→ **Goal of the exercise**:
Reproduce word for word the lines of the material below, starting at the line that contains "For the benchmark, annotate every instance of the sandal" and ending at the final line of the material.

-- start of Data for the task --

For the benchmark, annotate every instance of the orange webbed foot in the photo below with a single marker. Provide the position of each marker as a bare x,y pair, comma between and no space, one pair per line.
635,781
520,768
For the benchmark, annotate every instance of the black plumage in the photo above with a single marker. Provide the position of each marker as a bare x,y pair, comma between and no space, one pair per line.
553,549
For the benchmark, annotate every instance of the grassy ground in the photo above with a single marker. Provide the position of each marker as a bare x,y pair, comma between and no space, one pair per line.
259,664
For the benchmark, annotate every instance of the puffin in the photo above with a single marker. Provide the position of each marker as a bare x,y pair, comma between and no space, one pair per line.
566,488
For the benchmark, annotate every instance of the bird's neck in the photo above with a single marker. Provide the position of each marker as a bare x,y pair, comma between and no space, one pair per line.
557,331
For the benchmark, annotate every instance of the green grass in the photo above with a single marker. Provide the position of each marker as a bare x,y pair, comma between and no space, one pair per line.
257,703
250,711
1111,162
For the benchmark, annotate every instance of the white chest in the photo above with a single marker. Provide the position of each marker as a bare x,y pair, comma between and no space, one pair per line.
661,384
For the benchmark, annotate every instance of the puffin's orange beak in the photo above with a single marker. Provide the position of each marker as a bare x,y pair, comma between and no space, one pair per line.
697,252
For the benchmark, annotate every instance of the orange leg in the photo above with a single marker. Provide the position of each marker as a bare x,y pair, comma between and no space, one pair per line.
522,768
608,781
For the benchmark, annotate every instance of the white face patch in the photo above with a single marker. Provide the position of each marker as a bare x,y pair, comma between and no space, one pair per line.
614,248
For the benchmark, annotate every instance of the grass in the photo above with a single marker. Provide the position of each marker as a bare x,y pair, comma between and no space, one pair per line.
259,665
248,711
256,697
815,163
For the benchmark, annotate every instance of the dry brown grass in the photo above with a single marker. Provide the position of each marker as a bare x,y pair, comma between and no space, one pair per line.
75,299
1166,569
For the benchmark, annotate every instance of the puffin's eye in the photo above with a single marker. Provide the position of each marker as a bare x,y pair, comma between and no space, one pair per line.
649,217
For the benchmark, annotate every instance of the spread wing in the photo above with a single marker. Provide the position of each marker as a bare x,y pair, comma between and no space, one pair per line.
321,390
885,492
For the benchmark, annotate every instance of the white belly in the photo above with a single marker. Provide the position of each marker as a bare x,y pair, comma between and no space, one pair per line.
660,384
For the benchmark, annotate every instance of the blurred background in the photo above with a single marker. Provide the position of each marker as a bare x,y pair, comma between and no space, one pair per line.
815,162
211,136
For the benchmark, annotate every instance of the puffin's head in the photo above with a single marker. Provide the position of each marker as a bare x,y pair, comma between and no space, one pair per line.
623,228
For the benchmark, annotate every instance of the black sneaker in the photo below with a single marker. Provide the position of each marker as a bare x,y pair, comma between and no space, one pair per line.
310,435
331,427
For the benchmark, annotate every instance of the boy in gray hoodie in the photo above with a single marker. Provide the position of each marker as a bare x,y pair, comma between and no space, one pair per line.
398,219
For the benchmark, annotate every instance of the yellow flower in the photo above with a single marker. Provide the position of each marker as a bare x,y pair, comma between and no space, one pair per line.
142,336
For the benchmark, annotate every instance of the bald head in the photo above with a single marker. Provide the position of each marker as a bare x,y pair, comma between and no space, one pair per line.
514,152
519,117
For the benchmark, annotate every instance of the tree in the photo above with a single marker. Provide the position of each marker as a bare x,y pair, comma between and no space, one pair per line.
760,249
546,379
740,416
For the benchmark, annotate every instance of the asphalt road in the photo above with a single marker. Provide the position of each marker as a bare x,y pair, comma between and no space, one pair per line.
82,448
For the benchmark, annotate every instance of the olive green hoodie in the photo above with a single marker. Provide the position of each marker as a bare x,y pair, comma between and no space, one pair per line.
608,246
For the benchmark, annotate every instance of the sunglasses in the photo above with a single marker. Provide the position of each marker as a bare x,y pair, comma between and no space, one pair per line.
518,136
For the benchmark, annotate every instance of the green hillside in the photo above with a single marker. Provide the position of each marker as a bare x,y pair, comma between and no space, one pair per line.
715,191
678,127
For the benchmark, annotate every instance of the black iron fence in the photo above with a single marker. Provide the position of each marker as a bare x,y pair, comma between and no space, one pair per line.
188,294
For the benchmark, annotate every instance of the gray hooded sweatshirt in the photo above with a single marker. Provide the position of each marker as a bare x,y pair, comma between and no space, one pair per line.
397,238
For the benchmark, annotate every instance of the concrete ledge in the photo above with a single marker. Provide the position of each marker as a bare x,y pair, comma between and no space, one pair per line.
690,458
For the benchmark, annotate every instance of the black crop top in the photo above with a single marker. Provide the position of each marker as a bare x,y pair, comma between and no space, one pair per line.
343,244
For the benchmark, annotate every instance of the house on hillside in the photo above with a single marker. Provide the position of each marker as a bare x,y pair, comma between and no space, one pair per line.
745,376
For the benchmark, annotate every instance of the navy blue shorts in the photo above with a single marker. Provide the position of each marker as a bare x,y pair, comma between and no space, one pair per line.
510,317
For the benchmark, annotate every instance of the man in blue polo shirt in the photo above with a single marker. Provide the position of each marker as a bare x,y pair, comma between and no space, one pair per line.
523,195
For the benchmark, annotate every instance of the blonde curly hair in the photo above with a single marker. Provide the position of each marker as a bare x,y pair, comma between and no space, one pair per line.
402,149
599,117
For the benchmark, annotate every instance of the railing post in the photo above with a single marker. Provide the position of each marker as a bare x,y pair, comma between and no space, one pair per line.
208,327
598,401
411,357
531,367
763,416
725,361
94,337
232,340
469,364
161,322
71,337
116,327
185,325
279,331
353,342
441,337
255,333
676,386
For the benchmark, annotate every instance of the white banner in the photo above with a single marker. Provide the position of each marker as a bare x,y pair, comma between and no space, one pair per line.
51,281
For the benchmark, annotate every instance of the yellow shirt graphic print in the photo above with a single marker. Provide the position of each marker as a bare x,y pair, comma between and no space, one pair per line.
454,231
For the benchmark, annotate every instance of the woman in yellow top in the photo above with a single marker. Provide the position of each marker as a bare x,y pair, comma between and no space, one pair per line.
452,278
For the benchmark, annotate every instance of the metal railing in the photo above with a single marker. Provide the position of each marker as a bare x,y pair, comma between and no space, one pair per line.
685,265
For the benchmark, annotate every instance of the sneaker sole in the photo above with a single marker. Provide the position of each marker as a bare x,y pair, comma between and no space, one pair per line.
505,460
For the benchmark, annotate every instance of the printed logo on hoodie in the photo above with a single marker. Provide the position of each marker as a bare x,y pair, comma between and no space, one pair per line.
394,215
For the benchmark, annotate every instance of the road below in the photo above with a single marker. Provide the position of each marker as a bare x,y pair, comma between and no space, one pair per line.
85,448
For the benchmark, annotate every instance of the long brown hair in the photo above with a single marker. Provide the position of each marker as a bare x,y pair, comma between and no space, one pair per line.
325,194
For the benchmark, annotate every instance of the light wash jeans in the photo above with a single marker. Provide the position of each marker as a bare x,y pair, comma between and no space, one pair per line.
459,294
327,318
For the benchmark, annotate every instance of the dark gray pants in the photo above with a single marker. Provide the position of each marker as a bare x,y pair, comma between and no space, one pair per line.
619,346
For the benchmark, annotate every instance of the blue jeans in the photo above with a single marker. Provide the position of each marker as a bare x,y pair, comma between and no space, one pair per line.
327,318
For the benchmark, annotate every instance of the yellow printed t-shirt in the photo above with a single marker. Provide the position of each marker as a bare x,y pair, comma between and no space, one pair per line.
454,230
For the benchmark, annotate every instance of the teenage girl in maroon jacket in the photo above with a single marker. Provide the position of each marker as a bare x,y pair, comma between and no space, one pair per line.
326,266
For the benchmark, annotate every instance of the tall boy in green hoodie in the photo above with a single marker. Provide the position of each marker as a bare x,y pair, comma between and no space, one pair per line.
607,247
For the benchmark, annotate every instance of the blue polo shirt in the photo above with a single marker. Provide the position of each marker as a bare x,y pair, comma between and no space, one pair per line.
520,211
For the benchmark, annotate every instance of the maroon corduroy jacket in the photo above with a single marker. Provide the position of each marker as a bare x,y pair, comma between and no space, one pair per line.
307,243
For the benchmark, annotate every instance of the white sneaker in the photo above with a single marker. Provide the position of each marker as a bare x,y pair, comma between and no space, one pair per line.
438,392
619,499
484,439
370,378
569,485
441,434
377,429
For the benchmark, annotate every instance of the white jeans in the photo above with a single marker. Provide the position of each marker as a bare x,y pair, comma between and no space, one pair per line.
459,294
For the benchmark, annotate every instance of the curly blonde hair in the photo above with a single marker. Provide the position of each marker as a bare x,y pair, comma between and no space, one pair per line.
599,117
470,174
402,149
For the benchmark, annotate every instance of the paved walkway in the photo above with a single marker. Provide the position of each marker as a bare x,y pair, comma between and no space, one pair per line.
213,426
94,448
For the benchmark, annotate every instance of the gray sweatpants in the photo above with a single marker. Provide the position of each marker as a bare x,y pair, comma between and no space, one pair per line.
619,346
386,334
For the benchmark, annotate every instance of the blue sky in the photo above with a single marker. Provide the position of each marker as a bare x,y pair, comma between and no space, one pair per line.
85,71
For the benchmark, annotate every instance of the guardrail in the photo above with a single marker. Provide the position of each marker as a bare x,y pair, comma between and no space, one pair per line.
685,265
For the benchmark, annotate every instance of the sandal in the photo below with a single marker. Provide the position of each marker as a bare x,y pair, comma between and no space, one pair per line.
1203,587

-- end of Data for the task --

→ **Right answer**:
For the benchmark, annotate every instance of the sandal in the photo below with a single marker. Provide the position of each marker as a bare x,y pair, comma between and no space, one pair per line.
1203,587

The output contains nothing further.